REQUIRED WORK :: Read the lines below, and copy any that contain the string "blue".

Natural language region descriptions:
=== Begin Enclosure ===
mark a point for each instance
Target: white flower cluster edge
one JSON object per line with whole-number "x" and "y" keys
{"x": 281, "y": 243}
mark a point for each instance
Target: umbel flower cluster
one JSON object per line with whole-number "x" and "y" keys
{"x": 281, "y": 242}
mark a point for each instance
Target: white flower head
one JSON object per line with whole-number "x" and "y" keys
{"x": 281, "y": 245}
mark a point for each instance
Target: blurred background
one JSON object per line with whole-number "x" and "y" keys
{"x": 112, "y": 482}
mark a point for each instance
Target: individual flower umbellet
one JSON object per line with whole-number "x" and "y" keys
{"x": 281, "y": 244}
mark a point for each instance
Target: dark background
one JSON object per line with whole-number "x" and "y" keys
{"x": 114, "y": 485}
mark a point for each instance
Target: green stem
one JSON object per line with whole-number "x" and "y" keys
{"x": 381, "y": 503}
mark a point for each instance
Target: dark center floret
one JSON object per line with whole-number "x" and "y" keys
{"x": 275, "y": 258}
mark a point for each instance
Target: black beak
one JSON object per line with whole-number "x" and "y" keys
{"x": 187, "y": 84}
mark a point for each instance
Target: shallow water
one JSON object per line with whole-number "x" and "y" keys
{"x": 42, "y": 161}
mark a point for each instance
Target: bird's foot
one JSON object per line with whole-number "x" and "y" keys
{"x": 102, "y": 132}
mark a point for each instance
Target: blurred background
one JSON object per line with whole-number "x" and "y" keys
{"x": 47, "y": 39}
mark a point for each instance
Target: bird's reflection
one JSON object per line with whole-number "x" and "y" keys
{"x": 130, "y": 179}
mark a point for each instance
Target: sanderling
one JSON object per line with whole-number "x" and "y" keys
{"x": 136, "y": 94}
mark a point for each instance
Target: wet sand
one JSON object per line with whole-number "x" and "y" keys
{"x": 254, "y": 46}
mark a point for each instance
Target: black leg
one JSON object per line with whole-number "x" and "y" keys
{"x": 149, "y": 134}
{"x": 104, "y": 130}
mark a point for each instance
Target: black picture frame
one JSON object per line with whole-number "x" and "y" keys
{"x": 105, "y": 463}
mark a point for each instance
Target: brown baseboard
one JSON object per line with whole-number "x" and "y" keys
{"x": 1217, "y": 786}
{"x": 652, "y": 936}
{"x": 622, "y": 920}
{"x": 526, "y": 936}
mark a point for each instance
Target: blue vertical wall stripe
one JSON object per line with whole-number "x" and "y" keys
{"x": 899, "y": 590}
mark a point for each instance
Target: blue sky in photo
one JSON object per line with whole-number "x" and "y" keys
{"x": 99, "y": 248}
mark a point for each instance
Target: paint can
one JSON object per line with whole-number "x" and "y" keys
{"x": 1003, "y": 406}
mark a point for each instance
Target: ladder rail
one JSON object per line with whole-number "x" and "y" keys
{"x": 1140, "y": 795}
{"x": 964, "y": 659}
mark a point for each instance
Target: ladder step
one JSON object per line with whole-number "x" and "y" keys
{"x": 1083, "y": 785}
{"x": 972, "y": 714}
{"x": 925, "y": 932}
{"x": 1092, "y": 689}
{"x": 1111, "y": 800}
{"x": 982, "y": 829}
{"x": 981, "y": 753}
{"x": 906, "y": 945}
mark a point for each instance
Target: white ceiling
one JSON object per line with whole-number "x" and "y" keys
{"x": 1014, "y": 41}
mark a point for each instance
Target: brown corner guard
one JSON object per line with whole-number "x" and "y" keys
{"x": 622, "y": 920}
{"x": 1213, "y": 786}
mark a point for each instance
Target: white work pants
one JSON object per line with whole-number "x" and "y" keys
=== End Enclosure ===
OUTPUT ::
Target: blue vertical wall stripe
Target: blue sky in photo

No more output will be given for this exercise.